─── DATA SUPPLIED ───

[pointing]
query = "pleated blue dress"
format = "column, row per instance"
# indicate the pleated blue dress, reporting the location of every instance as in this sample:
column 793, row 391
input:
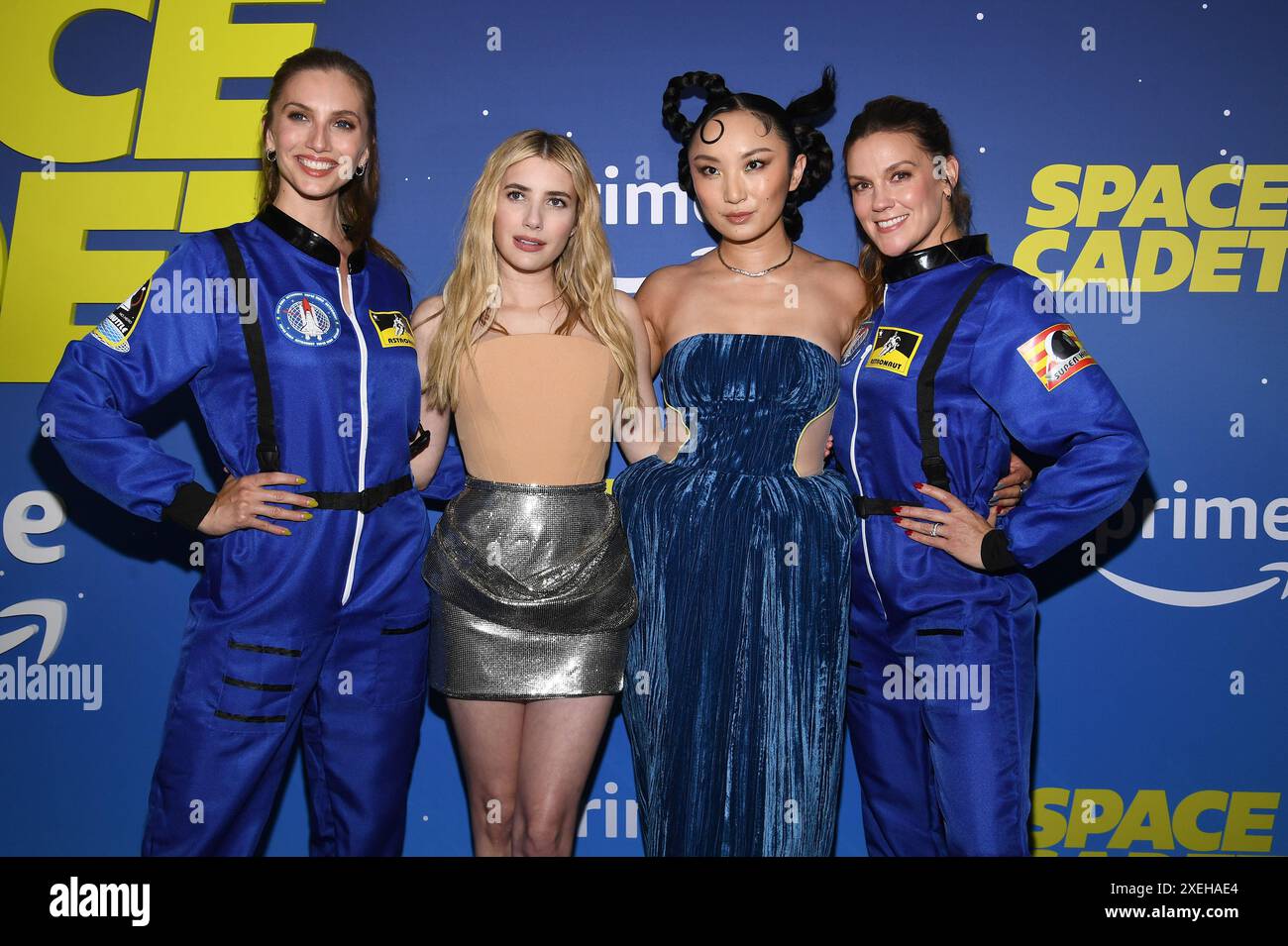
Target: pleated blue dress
column 734, row 695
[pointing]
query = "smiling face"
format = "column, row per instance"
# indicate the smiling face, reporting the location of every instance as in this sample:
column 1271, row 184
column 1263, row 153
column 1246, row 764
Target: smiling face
column 536, row 213
column 320, row 133
column 900, row 192
column 742, row 179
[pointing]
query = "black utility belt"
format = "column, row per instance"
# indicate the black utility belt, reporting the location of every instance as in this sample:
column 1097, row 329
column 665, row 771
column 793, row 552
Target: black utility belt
column 871, row 506
column 362, row 501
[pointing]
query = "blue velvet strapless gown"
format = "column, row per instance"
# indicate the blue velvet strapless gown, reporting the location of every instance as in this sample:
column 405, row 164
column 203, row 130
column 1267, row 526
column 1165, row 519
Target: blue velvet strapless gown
column 734, row 695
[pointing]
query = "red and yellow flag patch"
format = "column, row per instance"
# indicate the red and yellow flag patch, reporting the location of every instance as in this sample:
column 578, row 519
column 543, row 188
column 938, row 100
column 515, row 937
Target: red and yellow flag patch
column 1055, row 356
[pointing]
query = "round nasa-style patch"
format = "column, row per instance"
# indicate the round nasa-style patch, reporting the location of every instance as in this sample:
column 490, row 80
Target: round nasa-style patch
column 307, row 318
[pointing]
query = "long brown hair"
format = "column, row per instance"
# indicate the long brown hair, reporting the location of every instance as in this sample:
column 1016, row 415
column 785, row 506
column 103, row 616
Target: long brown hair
column 583, row 274
column 921, row 121
column 359, row 197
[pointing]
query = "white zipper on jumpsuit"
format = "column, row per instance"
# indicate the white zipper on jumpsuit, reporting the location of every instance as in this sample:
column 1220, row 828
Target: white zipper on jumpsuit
column 854, row 433
column 362, row 441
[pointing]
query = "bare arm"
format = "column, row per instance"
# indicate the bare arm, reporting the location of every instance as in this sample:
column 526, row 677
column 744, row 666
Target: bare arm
column 425, row 323
column 649, row 300
column 642, row 435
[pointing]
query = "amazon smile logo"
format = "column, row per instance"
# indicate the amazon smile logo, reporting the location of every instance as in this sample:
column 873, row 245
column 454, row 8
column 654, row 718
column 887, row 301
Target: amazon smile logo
column 1194, row 519
column 42, row 680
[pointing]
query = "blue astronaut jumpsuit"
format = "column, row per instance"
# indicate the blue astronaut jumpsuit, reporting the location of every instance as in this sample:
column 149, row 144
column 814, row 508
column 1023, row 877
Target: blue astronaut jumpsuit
column 322, row 630
column 940, row 778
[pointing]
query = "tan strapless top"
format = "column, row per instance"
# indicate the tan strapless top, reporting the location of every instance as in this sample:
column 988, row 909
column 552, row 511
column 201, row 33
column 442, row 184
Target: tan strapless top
column 539, row 409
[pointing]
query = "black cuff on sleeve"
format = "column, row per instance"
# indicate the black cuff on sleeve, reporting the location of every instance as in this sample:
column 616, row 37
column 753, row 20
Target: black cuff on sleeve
column 191, row 503
column 995, row 553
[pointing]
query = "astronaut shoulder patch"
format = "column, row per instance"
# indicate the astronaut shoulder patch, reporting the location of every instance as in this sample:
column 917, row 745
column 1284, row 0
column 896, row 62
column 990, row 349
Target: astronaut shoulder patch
column 393, row 328
column 1055, row 356
column 893, row 349
column 115, row 330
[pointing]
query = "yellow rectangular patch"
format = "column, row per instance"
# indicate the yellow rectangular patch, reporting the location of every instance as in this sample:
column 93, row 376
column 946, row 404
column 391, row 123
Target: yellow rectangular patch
column 894, row 349
column 393, row 328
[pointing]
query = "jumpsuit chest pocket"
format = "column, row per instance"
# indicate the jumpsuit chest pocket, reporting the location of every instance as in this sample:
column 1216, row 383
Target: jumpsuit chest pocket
column 257, row 683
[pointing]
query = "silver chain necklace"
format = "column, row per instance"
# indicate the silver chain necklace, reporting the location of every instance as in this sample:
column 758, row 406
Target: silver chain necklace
column 763, row 271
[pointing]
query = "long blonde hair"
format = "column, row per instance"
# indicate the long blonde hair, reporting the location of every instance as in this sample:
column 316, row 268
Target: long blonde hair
column 583, row 274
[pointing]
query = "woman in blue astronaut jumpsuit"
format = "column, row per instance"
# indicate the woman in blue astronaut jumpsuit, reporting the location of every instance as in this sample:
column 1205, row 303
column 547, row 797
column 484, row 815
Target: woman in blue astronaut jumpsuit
column 321, row 626
column 957, row 360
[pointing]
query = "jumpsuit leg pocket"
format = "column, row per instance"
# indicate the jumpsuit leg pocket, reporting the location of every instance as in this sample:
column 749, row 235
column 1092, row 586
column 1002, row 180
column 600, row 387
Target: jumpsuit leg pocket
column 402, row 661
column 954, row 667
column 257, row 684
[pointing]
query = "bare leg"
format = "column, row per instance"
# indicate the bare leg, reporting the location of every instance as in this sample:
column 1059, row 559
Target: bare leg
column 489, row 734
column 559, row 742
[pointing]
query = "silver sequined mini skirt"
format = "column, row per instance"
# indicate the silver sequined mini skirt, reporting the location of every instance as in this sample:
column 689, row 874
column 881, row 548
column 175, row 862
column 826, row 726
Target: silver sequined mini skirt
column 532, row 592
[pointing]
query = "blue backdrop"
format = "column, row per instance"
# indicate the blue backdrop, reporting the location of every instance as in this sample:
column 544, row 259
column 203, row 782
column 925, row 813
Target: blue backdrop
column 1102, row 139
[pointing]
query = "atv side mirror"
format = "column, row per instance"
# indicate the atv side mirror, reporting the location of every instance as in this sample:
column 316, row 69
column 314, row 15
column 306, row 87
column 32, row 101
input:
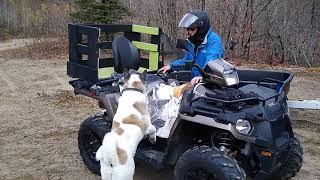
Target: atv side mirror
column 182, row 44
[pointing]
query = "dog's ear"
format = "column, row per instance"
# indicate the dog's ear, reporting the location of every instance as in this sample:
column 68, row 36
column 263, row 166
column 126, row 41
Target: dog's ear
column 143, row 76
column 126, row 74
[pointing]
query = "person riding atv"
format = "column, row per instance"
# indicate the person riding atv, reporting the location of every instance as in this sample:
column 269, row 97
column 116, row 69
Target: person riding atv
column 204, row 45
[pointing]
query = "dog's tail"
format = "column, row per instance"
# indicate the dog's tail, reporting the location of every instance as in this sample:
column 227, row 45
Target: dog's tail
column 108, row 150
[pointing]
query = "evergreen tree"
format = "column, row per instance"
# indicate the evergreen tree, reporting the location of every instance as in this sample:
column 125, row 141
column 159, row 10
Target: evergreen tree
column 103, row 12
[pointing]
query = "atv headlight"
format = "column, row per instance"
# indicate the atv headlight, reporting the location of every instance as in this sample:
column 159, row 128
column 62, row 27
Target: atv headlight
column 243, row 126
column 231, row 77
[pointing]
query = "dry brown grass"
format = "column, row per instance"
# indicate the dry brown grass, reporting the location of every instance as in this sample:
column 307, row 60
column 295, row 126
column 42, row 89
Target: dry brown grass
column 41, row 49
column 4, row 35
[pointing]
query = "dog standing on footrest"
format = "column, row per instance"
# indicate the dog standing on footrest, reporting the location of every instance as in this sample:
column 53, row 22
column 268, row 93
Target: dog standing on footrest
column 131, row 122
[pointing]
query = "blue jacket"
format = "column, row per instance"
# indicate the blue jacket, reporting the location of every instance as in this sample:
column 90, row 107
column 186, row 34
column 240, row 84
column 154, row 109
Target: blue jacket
column 210, row 49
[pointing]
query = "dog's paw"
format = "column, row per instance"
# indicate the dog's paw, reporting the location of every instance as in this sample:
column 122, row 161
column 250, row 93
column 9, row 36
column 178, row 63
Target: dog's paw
column 152, row 140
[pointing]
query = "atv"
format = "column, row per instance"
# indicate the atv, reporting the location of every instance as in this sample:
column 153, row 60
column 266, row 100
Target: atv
column 233, row 125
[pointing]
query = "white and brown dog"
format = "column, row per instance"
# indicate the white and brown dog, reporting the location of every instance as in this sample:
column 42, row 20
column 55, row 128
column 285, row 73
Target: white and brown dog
column 130, row 124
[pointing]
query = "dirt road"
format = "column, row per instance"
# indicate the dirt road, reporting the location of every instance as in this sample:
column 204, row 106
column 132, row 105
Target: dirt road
column 40, row 118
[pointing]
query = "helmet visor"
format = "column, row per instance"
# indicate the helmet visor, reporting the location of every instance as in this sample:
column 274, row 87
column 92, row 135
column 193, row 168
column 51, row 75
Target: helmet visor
column 187, row 20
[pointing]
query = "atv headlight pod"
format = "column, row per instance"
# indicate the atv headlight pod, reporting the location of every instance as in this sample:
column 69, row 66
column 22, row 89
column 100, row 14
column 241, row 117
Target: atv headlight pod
column 231, row 77
column 243, row 126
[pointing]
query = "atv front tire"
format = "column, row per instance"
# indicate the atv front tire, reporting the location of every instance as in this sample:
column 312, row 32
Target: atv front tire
column 207, row 163
column 294, row 162
column 90, row 137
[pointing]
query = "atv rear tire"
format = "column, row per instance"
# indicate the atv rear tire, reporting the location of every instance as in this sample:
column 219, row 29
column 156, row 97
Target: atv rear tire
column 207, row 163
column 294, row 162
column 90, row 137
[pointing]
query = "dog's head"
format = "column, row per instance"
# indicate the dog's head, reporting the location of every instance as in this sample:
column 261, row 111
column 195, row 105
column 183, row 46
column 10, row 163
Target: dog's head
column 133, row 79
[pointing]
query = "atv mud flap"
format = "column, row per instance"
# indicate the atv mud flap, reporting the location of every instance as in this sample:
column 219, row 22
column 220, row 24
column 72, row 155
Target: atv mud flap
column 270, row 159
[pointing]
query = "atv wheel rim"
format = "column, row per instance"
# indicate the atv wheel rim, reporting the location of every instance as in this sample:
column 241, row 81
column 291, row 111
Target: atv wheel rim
column 199, row 174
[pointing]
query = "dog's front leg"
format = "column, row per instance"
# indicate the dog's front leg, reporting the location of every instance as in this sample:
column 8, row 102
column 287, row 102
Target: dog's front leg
column 151, row 131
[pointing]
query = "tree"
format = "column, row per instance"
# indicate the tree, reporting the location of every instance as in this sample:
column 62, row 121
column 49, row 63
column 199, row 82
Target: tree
column 99, row 12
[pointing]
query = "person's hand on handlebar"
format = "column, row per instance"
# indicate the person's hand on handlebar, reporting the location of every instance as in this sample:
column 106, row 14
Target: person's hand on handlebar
column 196, row 80
column 164, row 69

───

▶ **ASSIGNED TASK**:
Lines wanted from the listing above: the line with "column 917, row 745" up to and including the line with "column 749, row 235". Please write them out exactly, adding nothing else.

▶ **EXPECTED ANSWER**:
column 917, row 745
column 1284, row 0
column 896, row 62
column 990, row 349
Target: astronaut shoulder patch
column 393, row 328
column 1055, row 356
column 893, row 349
column 115, row 330
[pointing]
query = "yellow rectangular patch"
format = "column, row per instance"
# indicate the yellow rectangular patch, reporting the location of every instance as in this sample:
column 93, row 376
column 946, row 404
column 391, row 123
Target: yellow rectangular patch
column 894, row 349
column 393, row 328
[pointing]
query = "jumpsuit chest pocket"
format = "column, row per instance"
# indicate the jumpsuit chest pocket, reporting the location of every instance as in this sample:
column 1216, row 383
Target: jumpsuit chest pocket
column 257, row 683
[pointing]
query = "silver chain necklace"
format = "column, row per instance"
# indicate the silver chain necklace, reporting the location of every instance as in this sample:
column 758, row 406
Target: silver chain necklace
column 763, row 271
[pointing]
query = "long blonde hair"
format = "column, row per instance"
# indicate the long blonde hair, reporting the location of every instance as in this sample:
column 316, row 268
Target: long blonde hair
column 583, row 274
[pointing]
query = "woman in blue astronaut jumpsuit"
format = "column, row per instance"
# indicate the woman in blue astronaut jumpsuit, reporting the location of every instance as in this sample:
column 1205, row 303
column 547, row 797
column 484, row 815
Target: woman in blue astronaut jumpsuit
column 321, row 626
column 957, row 360
[pointing]
query = "jumpsuit leg pocket"
format = "column, row per instance"
# indicate the jumpsuit leg pocket, reporting the location of every instance as in this sample:
column 749, row 235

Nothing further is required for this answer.